- _PROBLEM_: Gather all lines in the entries that include the word "vent".

- _INFORMATION GIVEN_:
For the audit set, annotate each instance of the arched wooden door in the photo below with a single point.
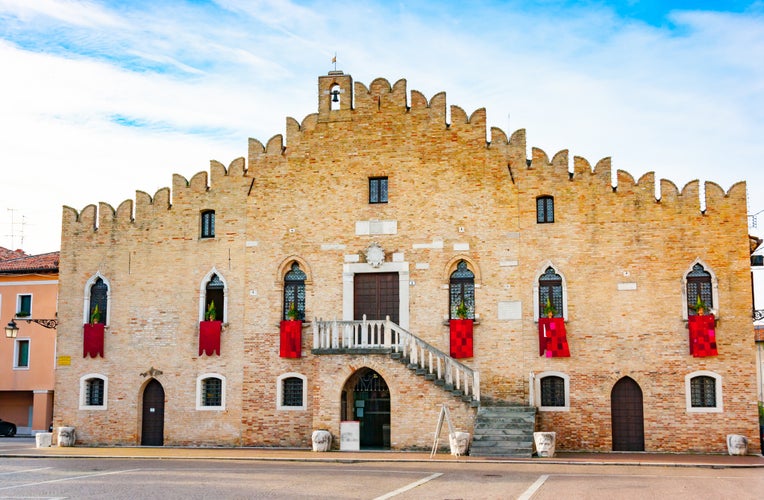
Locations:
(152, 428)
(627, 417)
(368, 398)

---

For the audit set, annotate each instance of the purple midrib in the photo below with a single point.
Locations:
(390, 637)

--

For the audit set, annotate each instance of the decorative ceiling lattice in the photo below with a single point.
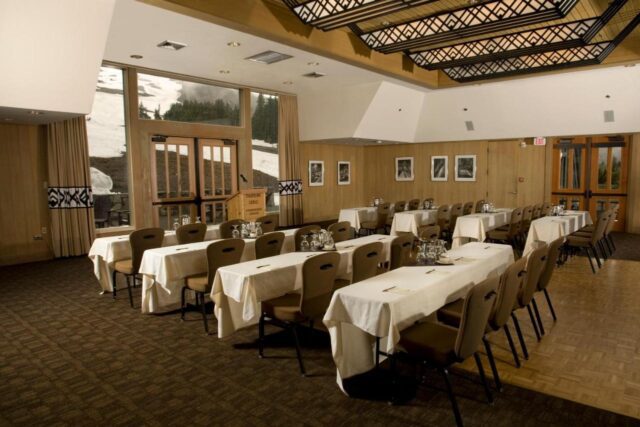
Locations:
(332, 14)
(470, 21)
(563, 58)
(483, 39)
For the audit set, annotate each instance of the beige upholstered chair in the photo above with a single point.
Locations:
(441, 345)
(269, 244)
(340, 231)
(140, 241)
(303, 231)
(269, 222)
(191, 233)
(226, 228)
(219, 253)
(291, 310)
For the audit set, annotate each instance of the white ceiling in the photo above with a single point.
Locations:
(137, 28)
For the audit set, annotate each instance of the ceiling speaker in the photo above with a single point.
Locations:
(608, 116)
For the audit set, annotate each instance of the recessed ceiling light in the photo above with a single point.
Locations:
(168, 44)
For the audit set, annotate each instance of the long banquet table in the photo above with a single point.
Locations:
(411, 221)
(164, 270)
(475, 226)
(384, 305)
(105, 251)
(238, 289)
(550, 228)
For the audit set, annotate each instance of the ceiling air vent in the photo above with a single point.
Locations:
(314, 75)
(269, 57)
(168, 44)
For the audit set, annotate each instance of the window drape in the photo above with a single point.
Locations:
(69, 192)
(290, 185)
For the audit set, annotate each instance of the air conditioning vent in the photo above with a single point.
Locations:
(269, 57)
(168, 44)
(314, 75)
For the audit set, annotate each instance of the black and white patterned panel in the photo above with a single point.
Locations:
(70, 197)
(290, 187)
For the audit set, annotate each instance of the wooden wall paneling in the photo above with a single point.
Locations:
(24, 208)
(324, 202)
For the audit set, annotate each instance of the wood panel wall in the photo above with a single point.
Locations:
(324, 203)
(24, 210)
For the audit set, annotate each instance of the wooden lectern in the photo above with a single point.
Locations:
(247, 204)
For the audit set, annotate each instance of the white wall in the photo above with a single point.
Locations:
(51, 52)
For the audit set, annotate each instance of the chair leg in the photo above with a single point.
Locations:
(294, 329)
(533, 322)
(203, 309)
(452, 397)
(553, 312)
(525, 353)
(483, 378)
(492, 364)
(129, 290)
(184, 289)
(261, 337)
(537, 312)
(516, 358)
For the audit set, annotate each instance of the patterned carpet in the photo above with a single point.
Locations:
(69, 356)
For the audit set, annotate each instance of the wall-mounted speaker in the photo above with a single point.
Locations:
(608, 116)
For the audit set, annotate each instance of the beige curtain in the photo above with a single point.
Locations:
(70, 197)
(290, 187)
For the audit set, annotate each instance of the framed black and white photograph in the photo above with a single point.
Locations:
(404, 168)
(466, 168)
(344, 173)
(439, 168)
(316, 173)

- _YOUR SOLUTION_:
For the audit set, annotate each instance of the ceiling air vent in the photo above with a single point.
For the audit set, annotate each instance of the air conditioning vent in the photo above with a single point.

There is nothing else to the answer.